Count the lines in the entries below that contain the string "Target", matching case exactly, and reply with only that number.

(begin)

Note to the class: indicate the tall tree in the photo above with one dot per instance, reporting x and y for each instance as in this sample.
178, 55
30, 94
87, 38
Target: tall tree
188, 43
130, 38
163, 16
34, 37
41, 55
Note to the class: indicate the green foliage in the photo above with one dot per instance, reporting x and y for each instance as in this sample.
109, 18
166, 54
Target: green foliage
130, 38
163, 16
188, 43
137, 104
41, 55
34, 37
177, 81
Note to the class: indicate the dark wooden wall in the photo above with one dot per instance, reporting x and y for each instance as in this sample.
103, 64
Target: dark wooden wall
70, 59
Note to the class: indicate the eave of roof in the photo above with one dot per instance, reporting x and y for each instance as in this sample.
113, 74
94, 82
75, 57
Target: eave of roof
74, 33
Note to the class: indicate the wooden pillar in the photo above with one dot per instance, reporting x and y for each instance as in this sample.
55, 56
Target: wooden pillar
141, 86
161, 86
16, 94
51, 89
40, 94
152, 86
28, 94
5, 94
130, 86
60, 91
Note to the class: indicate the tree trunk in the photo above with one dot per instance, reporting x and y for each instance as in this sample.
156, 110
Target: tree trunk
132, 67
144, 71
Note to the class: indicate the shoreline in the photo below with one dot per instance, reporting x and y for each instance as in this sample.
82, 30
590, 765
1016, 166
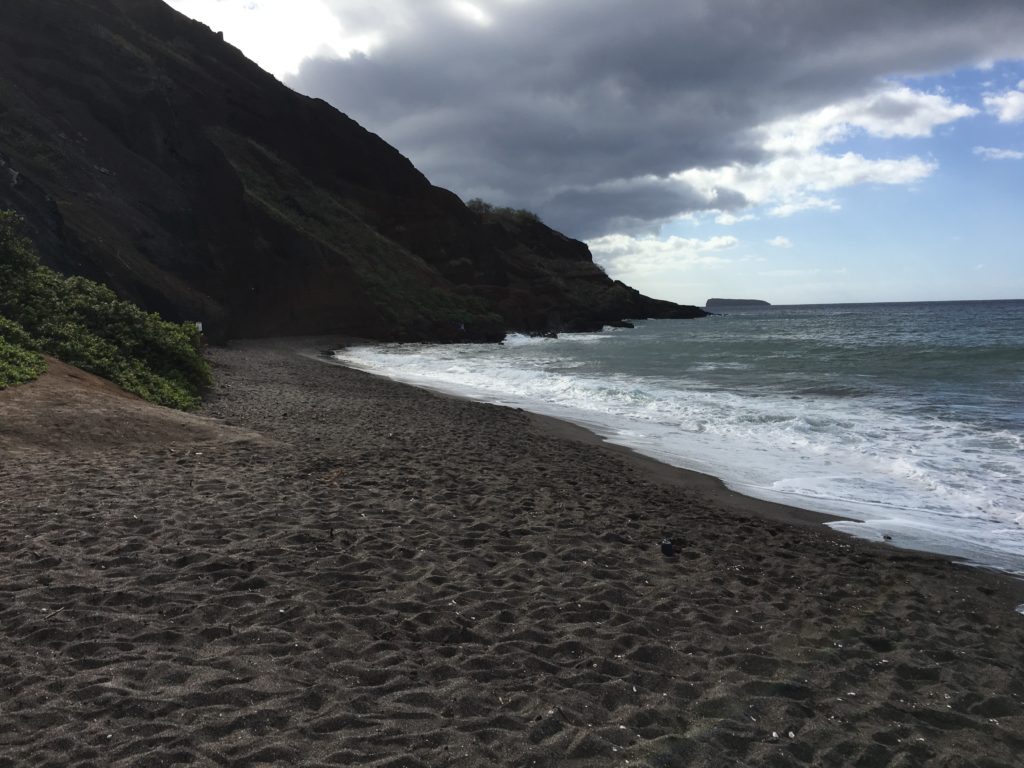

(end)

**Full answer:** 6